**FRAGMENT TEKSTU**
>>>>
Spekulacje na temat wystawienia obecnie na sprzedaż obligacji skupionych przez Narodowy Bank Polski (NBP) w czasie pandemii są nieodpowiedzialne, ocenił członek zarządu NBP Artur Soboń.
„Spekulacje na temat wystawienia obecnie na sprzedaż obligacji skupionych przez NBP w czasie pandemii są nieodpowiedzialne. Podobnie jak sugestie o jakichkolwiek działaniach NBP, których celem byłoby osłabienie systemu finansowego w Polsce. Spokój. Bez emocji. Odpowiedzialnie” – napisał Soboń na swoim profilu na platformie X (dawniej Twitter).
Rzecznik NBP Wojciech Andrusiewicz poinformował wczoraj, że w banku centralnym nie ma obecnie „żadnej dyskusji” dotyczącej przyspieszonej sprzedaży obligacji Skarbu Państwa. Podkreślił, że opinie członków Rady Polityki Pieniężnej są opiniami członków Rady, nie zaś zarządu banku, który ma decydujący głos w tej sprawie.
<<<<
**ZAWARTOŚĆ ZBIORU DANYCH**
>>>>
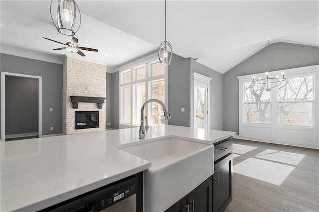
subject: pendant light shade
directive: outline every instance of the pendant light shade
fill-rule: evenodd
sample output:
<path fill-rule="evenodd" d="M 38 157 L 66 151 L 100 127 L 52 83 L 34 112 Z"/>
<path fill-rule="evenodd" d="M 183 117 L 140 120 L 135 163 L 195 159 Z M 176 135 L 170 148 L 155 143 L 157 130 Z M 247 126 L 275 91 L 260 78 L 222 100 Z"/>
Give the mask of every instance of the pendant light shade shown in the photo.
<path fill-rule="evenodd" d="M 161 42 L 159 48 L 159 58 L 162 65 L 168 66 L 171 61 L 172 56 L 171 46 L 168 41 Z"/>
<path fill-rule="evenodd" d="M 162 42 L 159 48 L 159 59 L 160 64 L 168 66 L 169 65 L 173 56 L 171 46 L 166 40 L 166 0 L 165 0 L 165 40 Z"/>
<path fill-rule="evenodd" d="M 75 0 L 51 0 L 51 18 L 58 31 L 73 36 L 81 25 L 81 13 Z"/>

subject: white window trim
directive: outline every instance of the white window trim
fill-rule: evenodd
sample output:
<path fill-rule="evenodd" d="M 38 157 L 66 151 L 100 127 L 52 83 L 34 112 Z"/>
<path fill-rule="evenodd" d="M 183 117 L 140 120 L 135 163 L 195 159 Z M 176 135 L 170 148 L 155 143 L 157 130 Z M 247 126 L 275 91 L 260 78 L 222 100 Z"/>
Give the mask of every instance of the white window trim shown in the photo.
<path fill-rule="evenodd" d="M 151 91 L 151 84 L 154 82 L 157 82 L 159 81 L 164 80 L 165 82 L 165 102 L 164 104 L 166 106 L 166 107 L 168 108 L 168 80 L 167 80 L 167 71 L 168 68 L 167 66 L 165 66 L 164 69 L 164 74 L 163 75 L 158 75 L 155 77 L 150 77 L 152 74 L 152 69 L 151 68 L 151 66 L 152 64 L 154 63 L 156 63 L 159 62 L 158 56 L 157 53 L 153 54 L 150 56 L 147 56 L 144 58 L 138 60 L 136 61 L 134 61 L 132 63 L 130 63 L 128 64 L 125 65 L 122 67 L 120 67 L 118 69 L 119 71 L 119 106 L 120 106 L 120 109 L 119 110 L 119 128 L 131 128 L 131 127 L 136 127 L 140 125 L 140 124 L 138 125 L 135 124 L 134 123 L 135 119 L 137 116 L 140 115 L 140 112 L 139 112 L 139 114 L 134 114 L 135 110 L 133 108 L 135 105 L 133 104 L 134 101 L 134 96 L 135 95 L 134 90 L 135 90 L 135 86 L 145 83 L 145 92 L 146 92 L 146 98 L 147 100 L 151 99 L 152 97 L 152 92 Z M 139 80 L 133 81 L 134 74 L 133 74 L 134 72 L 136 71 L 136 69 L 141 68 L 143 66 L 145 66 L 146 67 L 146 78 L 144 79 Z M 134 68 L 132 68 L 134 67 Z M 131 82 L 129 83 L 126 83 L 125 84 L 121 84 L 121 74 L 122 73 L 124 73 L 126 71 L 128 71 L 131 70 Z M 122 123 L 122 116 L 123 115 L 122 113 L 121 108 L 122 106 L 122 97 L 123 96 L 123 94 L 121 93 L 122 90 L 121 88 L 127 86 L 131 86 L 131 105 L 132 106 L 131 106 L 131 124 L 127 124 L 125 123 Z M 151 111 L 152 111 L 151 109 L 152 104 L 149 104 L 147 106 L 147 110 L 148 111 L 148 115 L 150 116 L 151 115 Z M 167 120 L 165 120 L 164 123 L 166 124 L 167 123 Z"/>
<path fill-rule="evenodd" d="M 238 138 L 246 139 L 247 140 L 256 140 L 262 142 L 271 142 L 275 143 L 281 143 L 283 144 L 292 145 L 298 146 L 303 146 L 306 147 L 310 147 L 318 149 L 319 148 L 319 91 L 318 88 L 319 87 L 319 65 L 314 66 L 309 66 L 307 67 L 296 68 L 293 69 L 282 70 L 279 71 L 272 71 L 269 72 L 269 77 L 276 76 L 276 75 L 281 75 L 282 72 L 284 72 L 285 76 L 287 78 L 291 78 L 298 77 L 299 76 L 303 76 L 306 75 L 313 75 L 314 77 L 314 126 L 300 126 L 300 125 L 288 125 L 287 124 L 279 124 L 277 120 L 279 112 L 278 108 L 278 102 L 277 88 L 272 89 L 271 90 L 271 97 L 276 97 L 277 99 L 276 101 L 271 101 L 271 124 L 266 124 L 262 123 L 246 123 L 244 122 L 244 84 L 247 82 L 252 82 L 253 76 L 256 78 L 259 77 L 264 78 L 265 77 L 265 72 L 251 74 L 249 75 L 242 76 L 237 77 L 239 80 L 239 135 L 236 136 Z M 274 94 L 273 93 L 274 93 Z M 281 102 L 281 101 L 280 101 Z M 265 138 L 261 137 L 253 137 L 251 136 L 246 135 L 247 130 L 244 131 L 244 128 L 247 127 L 261 127 L 269 128 L 271 130 L 271 135 L 270 138 Z M 295 142 L 292 144 L 289 143 L 288 139 L 286 140 L 284 139 L 279 140 L 278 139 L 278 131 L 280 129 L 285 130 L 303 130 L 304 131 L 312 131 L 315 135 L 313 137 L 313 140 L 311 141 L 311 143 L 303 143 L 302 142 Z M 280 135 L 282 137 L 282 135 Z"/>
<path fill-rule="evenodd" d="M 205 124 L 205 127 L 207 129 L 210 129 L 210 81 L 212 80 L 212 78 L 207 77 L 202 74 L 199 74 L 197 72 L 192 72 L 191 76 L 190 82 L 190 127 L 194 127 L 194 116 L 195 116 L 195 110 L 194 110 L 194 100 L 195 99 L 195 93 L 194 91 L 194 86 L 196 83 L 202 83 L 205 84 L 207 86 L 207 103 L 206 107 L 207 109 L 207 123 Z"/>

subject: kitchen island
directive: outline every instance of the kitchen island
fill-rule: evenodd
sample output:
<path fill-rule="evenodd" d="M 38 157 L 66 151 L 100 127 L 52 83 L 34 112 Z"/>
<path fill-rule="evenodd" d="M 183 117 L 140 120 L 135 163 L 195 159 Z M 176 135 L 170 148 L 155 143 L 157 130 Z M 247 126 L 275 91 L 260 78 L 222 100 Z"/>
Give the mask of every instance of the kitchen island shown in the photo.
<path fill-rule="evenodd" d="M 146 140 L 174 136 L 214 144 L 235 132 L 164 125 Z M 139 128 L 0 143 L 0 211 L 36 211 L 138 173 L 150 162 L 114 147 L 140 141 Z"/>

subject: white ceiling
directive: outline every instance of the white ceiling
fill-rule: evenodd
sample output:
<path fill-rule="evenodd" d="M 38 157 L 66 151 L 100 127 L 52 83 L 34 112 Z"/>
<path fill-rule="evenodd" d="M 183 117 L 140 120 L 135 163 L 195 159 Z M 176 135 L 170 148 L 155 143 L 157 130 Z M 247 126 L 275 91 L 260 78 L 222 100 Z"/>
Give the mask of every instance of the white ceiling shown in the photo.
<path fill-rule="evenodd" d="M 75 53 L 74 58 L 108 64 L 112 72 L 156 50 L 164 40 L 163 0 L 77 2 L 82 14 L 75 35 L 79 44 L 99 52 L 84 51 L 86 57 Z M 63 46 L 42 38 L 70 40 L 54 26 L 49 0 L 0 3 L 1 52 L 71 56 L 65 50 L 53 51 Z M 166 30 L 174 53 L 198 58 L 224 73 L 265 47 L 267 40 L 319 46 L 319 1 L 168 0 Z"/>

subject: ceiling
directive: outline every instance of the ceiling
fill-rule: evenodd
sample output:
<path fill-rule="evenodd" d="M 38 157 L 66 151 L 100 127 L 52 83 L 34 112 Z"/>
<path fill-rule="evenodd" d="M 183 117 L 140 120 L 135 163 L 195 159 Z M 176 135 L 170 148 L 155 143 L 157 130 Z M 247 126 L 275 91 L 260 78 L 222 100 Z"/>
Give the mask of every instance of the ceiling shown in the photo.
<path fill-rule="evenodd" d="M 66 54 L 107 64 L 112 72 L 156 51 L 164 40 L 163 0 L 76 2 L 82 14 L 79 44 L 99 52 L 84 51 L 82 57 L 53 50 L 63 46 L 42 37 L 62 43 L 71 38 L 56 30 L 47 0 L 1 0 L 0 51 L 53 61 Z M 166 39 L 175 54 L 198 58 L 222 74 L 266 46 L 267 40 L 319 46 L 319 1 L 168 0 Z"/>

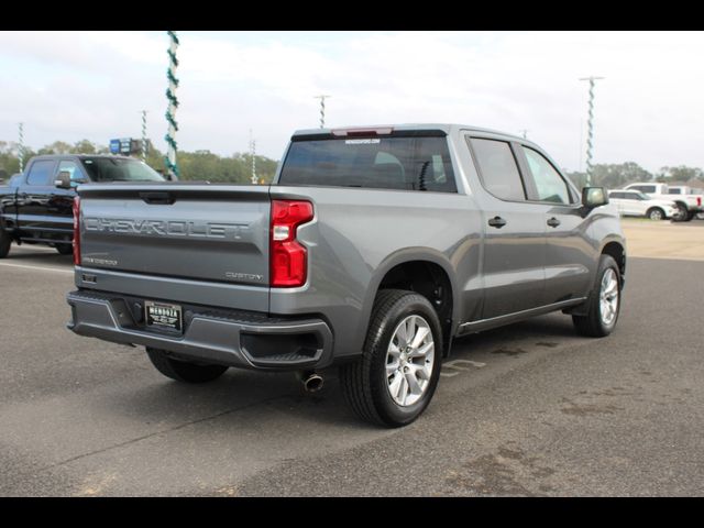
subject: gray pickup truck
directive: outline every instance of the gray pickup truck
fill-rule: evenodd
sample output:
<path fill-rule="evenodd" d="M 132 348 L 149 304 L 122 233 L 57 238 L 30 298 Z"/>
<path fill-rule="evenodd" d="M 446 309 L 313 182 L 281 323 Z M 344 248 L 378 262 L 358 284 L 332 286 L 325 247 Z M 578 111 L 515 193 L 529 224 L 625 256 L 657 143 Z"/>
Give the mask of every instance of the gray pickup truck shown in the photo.
<path fill-rule="evenodd" d="M 271 186 L 80 186 L 68 328 L 168 377 L 338 365 L 388 427 L 428 406 L 454 338 L 562 310 L 614 329 L 626 272 L 603 188 L 536 144 L 457 124 L 296 132 Z"/>

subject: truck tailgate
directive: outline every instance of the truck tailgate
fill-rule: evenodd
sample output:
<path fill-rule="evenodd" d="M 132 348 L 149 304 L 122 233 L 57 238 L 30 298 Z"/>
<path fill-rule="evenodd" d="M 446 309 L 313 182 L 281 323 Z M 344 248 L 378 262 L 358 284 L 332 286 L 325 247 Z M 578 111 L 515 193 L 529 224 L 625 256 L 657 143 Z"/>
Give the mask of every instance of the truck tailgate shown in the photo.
<<<<
**TREŚĆ ZADANIA**
Kontynuuj tekst o obligacjach skupionych przez NBP w czasie pandemii, zaczynając po jego ostatnim zdaniu.

**ODPOWIEDŹ**
Członek RPP Ireneusz Dąbrowski zasygnalizował możliwość podwyżek stóp i sprzedaży obligacji przez NBP. W piątkowym wywiadzie dla Bloomberga Dąbrowski stwierdził, że podwyżki stóp lub wycofanie z programu ilościowego łagodzenia polityki pieniężnej (QE) są możliwe, jeżeli rząd zrezygnuje z tarcz i zerowego VAT-u na żywność, które obecnie obowiązują odpowiednio do końca I poł. roku i do końca I kw. Z kolei w wywiadzie dla „Gazety Bankowej” powiedział, że warunkiem dla sprzedaży obligacji przez Narodowy Bank Polski (NBP) może być „duży popyt”, ostrzegając przed wzrostem rentowności i kłopotami z dalszym zadłużaniem rządu w takim scenariuszu. Ekonomiści Santander Bank Polska napisali, że zapowiedzi sprzedaży obligacji mogą być próbą wysłania sygnału do rządu, aby zaniechał działań wobec prezesa NBP.
We wczorajszej rozmowie z Business Insider Polska członek Rady Ludwik Kotecki ocenił, że bank centralny, aby nie zaburzać sytuacji na rynku długu, nie powinien sprzedać obligacji covidowych.
Dąbrowski wskazywał, że obligacje covidowe znajdujące się w dyspozycji NBP to 144 mld zł, w tym roku zapadają papiery o wartości 9 mld zł.